> [Required work]
Could you print every record exactly as it stands?

──────── Exercise data

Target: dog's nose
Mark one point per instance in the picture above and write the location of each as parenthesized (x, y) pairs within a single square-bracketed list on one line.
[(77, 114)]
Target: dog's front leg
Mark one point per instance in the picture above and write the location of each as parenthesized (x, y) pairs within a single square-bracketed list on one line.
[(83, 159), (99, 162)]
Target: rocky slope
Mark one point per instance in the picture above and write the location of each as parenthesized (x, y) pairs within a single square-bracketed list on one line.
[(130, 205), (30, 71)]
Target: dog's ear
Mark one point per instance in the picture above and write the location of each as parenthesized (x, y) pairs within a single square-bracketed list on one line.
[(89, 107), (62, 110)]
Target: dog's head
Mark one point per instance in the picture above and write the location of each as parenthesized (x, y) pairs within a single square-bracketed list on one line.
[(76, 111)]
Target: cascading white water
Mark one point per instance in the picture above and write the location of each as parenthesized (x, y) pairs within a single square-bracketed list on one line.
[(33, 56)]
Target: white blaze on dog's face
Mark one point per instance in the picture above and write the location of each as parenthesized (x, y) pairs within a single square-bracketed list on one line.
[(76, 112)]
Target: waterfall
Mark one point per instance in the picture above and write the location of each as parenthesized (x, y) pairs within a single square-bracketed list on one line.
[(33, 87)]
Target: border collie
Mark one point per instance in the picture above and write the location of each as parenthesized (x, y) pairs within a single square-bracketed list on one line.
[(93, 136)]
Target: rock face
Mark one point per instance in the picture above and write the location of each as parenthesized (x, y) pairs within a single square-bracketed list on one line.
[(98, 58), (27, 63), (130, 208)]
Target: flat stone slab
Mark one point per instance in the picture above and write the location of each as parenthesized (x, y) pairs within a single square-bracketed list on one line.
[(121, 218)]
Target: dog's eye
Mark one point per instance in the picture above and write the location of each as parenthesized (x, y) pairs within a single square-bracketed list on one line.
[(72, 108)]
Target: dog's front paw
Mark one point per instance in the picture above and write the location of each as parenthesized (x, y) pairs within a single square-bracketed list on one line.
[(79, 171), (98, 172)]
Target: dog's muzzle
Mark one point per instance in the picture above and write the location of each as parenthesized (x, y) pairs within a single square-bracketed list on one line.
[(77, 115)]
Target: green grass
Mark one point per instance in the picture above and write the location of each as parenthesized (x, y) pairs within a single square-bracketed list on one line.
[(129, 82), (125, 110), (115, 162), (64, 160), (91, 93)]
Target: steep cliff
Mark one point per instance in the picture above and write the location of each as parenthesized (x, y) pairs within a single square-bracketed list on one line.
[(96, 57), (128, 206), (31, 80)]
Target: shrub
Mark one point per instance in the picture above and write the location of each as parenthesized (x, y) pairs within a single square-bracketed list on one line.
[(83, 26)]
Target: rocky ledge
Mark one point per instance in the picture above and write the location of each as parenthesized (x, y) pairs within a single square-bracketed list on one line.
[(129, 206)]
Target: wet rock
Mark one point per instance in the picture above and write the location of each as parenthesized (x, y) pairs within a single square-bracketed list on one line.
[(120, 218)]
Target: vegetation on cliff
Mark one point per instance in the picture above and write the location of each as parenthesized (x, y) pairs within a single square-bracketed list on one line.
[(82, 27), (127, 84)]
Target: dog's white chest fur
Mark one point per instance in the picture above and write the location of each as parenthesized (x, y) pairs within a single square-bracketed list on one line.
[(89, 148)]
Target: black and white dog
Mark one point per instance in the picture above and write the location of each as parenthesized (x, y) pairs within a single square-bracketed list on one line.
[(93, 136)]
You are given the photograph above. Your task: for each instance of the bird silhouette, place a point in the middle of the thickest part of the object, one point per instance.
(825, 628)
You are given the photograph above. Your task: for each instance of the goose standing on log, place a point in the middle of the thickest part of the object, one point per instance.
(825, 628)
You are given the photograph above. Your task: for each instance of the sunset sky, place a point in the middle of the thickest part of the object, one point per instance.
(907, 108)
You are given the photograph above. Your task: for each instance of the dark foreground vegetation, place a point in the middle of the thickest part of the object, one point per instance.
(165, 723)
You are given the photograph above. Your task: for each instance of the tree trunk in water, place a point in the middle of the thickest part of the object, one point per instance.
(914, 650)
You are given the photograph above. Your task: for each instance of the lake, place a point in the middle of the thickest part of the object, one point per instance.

────────────────

> [Task output]
Target: dog's nose
Mark one point per instance in the picture above and write the location of each as parenthesized (x, y) pairs within a single square-bracketed list on one line.
[(77, 114)]
Target: dog's front leg
Mark one point per instance in the picture above and write the location of each as parenthesized (x, y) pairs within a single square-bracketed list on one line.
[(83, 159), (99, 162)]
Target: rocky slope
Mark one point per instance in the picture above and write the location of each as parenthesized (x, y) pairs within a single square-bracketed list on one line.
[(130, 205), (30, 71)]
Target: dog's ear
Mark one point per instance in the picture above and write the location of each as parenthesized (x, y) pairs within a single square-bracketed list on one line.
[(89, 107), (62, 110)]
Target: dog's head
Mark one point per instance in the picture above and write the location of each as parenthesized (x, y) pairs within a single square-bracketed list on one line.
[(76, 111)]
Target: cascading white water
Mark one point per instance in the picture above and write the location of each as parenthesized (x, y) pairs within a single square-bracketed list on one line.
[(33, 56)]
Target: white blaze on dog's face
Mark one point per instance in the picture above and write the location of each as parenthesized (x, y) pairs within a single square-bracketed list on one line.
[(76, 112)]
Target: waterfall
Mark one point per instance in the picture above and write the location of each as parenthesized (x, y) pairs within a single square-bracketed list on one line.
[(33, 87)]
Target: border collie
Mark one point per instance in the picture above and write the location of each as parenthesized (x, y) pairs within a single square-bracketed list on one line.
[(93, 136)]
Target: rock face
Mark one point per instance in the picture above and write the location of each as parenthesized (x, y) pairs within a single square-bracketed list on one line.
[(98, 58), (27, 63), (130, 208)]
Target: flat stone slab
Mark one point per instance in the picture above and write the location of each as parenthesized (x, y) pairs within a single square-bracketed list on one line.
[(121, 218)]
Target: dog's eye
Mark one point per instance in the picture above and write the location of each as parenthesized (x, y) pairs within a single square-bracketed list on one line.
[(72, 108)]
Target: dog's front paw
Mark one point per instance in the picture above and write the location of each as parenthesized (x, y) pairs within a single square-bracketed list on one line.
[(79, 171), (98, 172)]
Target: dog's muzzle
Mark one point per instance in the picture above and write the location of each as parenthesized (x, y) pairs within a single square-bracketed list on one line.
[(77, 115)]
Target: green grass
Mark one point per instance in the picture above and write the location of each as parenthesized (x, y) pairs within a single square-bracketed list on one line.
[(129, 82), (125, 110), (115, 162), (64, 160), (91, 93)]
Target: steep cliff
Mark one point per instance in the picture above and write the location of each as parenthesized (x, y) pairs within a single square-bracketed list on one line.
[(96, 57), (128, 206), (31, 80)]
Target: shrub
Mark one point per instance in the picture above and write the location of each as parenthesized (x, y) pairs within a single square-bracketed list on one line.
[(83, 26)]
Target: rocky ledge
Mark one point per instance in the picture above and write the location of each as parenthesized (x, y) pairs within a single square-bracketed list on one line.
[(129, 206)]
Target: wet rock
Mark one point per instance in the picture above and write the location of each as parenthesized (x, y) pairs within a single square-bracketed list on one line.
[(120, 218)]
Target: vegetation on cliff
Mark one point per instance in the picture above and write the location of each as parenthesized (x, y) pairs within a single square-bracketed list on one line.
[(82, 27), (127, 84)]
Target: dog's white chest fur
Mark one point per instance in the picture above and write the location of each as parenthesized (x, y) pairs within a single square-bracketed list on one line.
[(89, 148)]
Target: black and white dog
Mark one point per instance in the picture above and write the location of each as parenthesized (x, y) pairs within a single square-bracketed list on one line.
[(93, 136)]
You are given the photograph above. Your task: for each instance of the bird silhouette, place a point in the middle of the thickest part of the object, one point per instance.
(825, 628)
You are given the photograph above. Your task: for each instance of the goose standing on log, place a point in the middle of the thickest part of the object, one point per instance.
(825, 628)
You are given the photograph above. Your task: for each instance of the sunset sky, place a point in the middle of the thickest part of the object, one point per instance.
(907, 108)
You are given the photograph above. Your task: for each instance of the dark foreground vegetation, place a point in the middle of the thickest part of the object, one point per instance.
(165, 723)
You are given the photograph above. Your task: for each instance of the tree trunk in water, place a point in the middle of the thickest part of the object, one point per instance.
(914, 650)
You are given the photograph above. Your task: for each instance of the lake, place a point in the middle of the thickest part of the object, one point per instance.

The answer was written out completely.